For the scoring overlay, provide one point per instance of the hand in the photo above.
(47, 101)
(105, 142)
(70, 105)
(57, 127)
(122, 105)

= Goal =
Format every line of the records above as a numbered list, omitting any blank lines.

= Full answer =
1. For the scoring overlay, provide one point per instance of the hand in the photo above.
2. (47, 101)
3. (105, 142)
4. (70, 105)
5. (57, 127)
6. (122, 105)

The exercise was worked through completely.